=== Goal ===
Rewrite the part of the listing that runs from the line containing "In this picture, where can the dashboard vent" through the end of the listing, keeping every line (requests included). Multiply each coordinate in the answer points by 2.1 and round to whole numbers with halves going up, but leave the requests and their sample points unchanged.

(Items listed in a dataset)
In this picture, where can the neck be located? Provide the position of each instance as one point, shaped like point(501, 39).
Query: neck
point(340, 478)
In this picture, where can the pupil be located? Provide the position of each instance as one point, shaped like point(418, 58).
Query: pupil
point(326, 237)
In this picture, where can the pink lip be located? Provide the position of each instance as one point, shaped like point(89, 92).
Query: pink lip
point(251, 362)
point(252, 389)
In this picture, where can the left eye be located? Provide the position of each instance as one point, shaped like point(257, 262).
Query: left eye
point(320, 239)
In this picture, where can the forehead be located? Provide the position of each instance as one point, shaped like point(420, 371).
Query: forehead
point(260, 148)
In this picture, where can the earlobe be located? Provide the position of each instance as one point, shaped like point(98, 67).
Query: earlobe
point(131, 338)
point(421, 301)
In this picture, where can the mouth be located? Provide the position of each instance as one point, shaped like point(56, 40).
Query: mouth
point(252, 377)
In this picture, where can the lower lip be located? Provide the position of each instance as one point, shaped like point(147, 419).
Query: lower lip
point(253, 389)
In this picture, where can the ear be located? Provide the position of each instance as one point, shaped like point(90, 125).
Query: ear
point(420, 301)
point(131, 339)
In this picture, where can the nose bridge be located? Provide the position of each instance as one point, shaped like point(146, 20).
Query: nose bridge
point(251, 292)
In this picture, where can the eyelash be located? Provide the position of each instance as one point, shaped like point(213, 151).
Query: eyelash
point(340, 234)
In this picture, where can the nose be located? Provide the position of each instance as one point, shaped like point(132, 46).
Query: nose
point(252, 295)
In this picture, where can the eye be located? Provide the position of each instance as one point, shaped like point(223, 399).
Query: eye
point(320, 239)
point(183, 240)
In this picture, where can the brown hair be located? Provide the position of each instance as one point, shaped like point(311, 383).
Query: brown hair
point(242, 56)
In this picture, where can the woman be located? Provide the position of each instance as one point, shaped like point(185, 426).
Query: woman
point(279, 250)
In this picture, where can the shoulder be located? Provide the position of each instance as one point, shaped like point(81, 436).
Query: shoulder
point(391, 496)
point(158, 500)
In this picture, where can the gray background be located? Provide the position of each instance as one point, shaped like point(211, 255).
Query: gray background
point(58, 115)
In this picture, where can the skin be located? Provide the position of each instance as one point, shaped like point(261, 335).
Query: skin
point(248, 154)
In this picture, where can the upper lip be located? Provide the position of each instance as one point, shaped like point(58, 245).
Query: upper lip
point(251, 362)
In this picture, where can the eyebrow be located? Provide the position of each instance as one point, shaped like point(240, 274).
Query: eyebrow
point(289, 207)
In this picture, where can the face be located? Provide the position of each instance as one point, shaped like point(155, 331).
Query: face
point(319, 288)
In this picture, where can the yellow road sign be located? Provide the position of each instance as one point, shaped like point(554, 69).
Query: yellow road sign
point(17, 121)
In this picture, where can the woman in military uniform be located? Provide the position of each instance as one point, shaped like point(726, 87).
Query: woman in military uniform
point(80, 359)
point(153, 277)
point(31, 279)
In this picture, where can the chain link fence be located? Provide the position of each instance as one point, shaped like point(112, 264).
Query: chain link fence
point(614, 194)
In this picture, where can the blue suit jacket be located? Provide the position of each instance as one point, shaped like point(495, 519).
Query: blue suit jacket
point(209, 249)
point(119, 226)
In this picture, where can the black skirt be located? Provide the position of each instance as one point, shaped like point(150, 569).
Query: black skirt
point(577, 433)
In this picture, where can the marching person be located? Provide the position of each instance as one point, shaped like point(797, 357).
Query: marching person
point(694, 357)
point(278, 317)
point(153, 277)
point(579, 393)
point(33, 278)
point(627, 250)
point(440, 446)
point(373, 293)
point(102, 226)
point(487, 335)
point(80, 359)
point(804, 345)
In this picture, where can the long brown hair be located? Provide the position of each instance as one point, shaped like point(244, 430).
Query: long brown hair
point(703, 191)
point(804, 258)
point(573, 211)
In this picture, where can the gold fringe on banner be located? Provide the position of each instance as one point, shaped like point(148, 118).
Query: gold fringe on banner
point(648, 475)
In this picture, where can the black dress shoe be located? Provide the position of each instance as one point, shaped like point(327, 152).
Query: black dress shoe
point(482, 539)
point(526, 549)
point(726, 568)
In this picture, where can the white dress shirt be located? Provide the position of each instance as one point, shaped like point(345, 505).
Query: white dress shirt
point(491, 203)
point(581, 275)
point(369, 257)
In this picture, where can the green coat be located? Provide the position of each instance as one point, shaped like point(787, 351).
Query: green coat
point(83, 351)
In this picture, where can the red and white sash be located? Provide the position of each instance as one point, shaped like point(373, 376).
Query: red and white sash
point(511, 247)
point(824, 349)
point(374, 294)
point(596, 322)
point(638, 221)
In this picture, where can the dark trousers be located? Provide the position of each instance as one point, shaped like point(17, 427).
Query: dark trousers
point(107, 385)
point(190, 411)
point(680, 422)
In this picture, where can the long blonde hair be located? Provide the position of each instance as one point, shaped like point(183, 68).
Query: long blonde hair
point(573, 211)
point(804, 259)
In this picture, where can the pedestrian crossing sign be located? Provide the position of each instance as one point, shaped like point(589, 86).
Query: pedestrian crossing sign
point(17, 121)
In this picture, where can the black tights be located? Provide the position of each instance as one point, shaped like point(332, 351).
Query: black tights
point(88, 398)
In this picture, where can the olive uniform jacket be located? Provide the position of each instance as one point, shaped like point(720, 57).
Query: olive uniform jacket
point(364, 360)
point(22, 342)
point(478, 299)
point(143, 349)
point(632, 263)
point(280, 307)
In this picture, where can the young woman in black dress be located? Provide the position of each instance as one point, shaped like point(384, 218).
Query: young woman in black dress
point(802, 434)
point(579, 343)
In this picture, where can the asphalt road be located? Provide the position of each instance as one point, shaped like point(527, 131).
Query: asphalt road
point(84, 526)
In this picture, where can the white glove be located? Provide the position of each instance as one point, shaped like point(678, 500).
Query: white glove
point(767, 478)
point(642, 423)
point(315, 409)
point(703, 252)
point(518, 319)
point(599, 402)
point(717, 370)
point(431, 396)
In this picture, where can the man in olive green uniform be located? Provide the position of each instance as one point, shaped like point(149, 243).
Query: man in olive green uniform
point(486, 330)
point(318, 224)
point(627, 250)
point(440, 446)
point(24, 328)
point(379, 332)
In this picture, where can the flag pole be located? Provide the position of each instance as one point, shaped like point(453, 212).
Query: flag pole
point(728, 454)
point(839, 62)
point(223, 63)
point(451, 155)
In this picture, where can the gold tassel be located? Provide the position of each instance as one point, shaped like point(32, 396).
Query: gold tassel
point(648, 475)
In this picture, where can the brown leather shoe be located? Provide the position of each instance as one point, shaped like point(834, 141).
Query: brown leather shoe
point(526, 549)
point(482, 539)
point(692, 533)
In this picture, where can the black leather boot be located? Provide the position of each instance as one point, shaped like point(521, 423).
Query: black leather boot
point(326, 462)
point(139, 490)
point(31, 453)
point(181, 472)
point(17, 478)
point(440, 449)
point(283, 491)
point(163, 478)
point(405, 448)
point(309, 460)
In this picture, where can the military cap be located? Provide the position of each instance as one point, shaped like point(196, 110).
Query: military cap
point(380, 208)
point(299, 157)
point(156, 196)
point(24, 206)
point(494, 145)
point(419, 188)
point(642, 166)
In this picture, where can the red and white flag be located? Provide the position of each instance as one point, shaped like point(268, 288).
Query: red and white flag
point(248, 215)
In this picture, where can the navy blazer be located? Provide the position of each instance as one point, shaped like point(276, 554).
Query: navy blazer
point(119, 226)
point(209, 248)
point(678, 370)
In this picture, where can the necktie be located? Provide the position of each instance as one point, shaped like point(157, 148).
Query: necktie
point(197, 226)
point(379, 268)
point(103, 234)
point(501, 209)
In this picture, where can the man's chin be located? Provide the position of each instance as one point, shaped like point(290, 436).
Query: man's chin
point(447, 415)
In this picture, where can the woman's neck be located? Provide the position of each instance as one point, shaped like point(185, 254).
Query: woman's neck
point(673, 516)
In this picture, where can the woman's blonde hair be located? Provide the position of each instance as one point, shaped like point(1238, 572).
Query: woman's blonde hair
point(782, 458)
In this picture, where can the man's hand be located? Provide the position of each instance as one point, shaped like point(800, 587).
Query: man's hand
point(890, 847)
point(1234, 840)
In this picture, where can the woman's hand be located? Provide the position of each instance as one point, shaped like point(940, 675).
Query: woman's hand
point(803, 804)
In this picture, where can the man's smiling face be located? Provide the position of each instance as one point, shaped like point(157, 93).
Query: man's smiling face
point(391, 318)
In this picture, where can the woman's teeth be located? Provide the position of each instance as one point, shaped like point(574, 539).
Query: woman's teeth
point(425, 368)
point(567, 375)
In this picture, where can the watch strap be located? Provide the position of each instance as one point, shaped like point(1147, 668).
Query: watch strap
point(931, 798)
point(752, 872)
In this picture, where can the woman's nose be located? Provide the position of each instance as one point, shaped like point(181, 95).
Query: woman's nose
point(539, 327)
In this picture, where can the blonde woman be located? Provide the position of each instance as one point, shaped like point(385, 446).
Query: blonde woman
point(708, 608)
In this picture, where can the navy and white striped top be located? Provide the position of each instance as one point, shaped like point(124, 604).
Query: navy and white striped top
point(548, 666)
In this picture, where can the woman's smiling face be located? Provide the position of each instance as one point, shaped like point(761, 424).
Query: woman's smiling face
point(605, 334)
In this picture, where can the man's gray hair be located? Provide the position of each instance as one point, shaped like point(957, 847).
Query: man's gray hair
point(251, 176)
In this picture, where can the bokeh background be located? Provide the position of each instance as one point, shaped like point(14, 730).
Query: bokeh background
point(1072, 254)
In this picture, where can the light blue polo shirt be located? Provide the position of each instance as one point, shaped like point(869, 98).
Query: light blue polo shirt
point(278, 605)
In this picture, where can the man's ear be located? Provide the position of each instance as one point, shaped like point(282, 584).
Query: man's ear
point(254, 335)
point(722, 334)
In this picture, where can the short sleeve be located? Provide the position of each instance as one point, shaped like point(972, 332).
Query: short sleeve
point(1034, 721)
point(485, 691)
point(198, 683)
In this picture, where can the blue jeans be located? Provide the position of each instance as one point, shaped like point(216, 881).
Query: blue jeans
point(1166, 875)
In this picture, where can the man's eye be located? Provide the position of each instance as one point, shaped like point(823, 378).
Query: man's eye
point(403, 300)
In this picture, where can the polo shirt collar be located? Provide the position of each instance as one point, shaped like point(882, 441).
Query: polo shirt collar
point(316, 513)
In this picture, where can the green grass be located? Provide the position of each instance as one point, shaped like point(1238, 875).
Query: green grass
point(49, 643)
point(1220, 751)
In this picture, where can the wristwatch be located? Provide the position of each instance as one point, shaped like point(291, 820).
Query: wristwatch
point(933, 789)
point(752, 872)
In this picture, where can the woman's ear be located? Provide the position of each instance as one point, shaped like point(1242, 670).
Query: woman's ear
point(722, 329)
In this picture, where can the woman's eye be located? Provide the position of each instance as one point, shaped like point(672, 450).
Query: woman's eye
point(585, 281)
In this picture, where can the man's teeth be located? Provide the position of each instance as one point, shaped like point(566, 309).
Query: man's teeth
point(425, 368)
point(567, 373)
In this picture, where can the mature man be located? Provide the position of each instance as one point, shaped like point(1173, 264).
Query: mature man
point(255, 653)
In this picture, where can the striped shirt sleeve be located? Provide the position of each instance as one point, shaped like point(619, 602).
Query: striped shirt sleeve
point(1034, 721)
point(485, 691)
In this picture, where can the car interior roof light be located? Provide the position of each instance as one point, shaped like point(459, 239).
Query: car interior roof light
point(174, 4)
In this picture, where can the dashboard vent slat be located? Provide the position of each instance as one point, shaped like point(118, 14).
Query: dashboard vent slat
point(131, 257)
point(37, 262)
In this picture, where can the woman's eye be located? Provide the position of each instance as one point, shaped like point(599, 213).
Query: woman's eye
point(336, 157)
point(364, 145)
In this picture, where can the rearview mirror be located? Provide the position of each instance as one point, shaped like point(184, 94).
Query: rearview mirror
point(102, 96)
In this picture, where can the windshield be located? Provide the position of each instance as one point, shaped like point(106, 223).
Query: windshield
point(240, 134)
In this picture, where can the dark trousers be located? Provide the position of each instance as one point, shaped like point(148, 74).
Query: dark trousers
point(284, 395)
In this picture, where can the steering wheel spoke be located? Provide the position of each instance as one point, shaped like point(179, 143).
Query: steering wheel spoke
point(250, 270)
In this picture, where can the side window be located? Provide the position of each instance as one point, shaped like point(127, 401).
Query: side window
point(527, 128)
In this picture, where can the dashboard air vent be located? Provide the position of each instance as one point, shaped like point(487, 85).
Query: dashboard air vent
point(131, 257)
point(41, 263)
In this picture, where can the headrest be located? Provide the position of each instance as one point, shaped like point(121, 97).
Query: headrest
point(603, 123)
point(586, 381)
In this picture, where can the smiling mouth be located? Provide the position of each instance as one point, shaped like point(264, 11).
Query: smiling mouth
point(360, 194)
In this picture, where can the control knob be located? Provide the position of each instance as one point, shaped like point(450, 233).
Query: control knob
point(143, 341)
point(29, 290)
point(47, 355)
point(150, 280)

=== Response to the exercise ===
In this picture, where can the dashboard vent slat be located? Provide the position of each instance as one point, shaped like point(118, 14).
Query: dashboard vent slat
point(275, 540)
point(78, 550)
In this picture, where can the woman's eye be located? Provide the position of each instance as one point, shaped like point(599, 213).
Query: woman's eye
point(706, 330)
point(764, 305)
In this picture, where can the rearview mirror be located? Provide the position of each instance as one point, shaped like point(184, 94).
Query: rearview mirror
point(214, 202)
In this picture, where can the windshield be located? Provide the position of each instance as one point, shaped like point(106, 223).
Query: windshield
point(504, 281)
In this picture, where can the dark trousers be located? Provide the position of each instance as one point, shaped like point(148, 74).
Query: dark trousers
point(596, 830)
In this picture, where can the steering wheel spoke be located? Provide the position of each instance as one point, shaped like point(179, 143).
Query: steering wheel spoke
point(525, 567)
In this picture, where can the side window be located? Provide the position of each instance as one point, shaped like point(127, 401).
Query: side window
point(1107, 269)
In this picture, where can the dashboard air vent be located? Provide the position of each instance as one point, shaped like point(487, 85).
Query: dashboard air vent
point(275, 540)
point(86, 552)
In this picture, where can the headrest be located? Provide the position of each instance as one point, shaped like point(121, 97).
Query: headrest
point(1266, 258)
point(1231, 800)
In this picture, where can the smiling mouth be located? Provide the position of each instance as one point, shaped like point(264, 11).
Query: smiling mouth
point(756, 407)
In this picture, where can the control knob be located? Provide the position of each instance as one point, shaped like point(450, 233).
Query: control knob
point(300, 716)
point(61, 609)
point(99, 746)
point(315, 588)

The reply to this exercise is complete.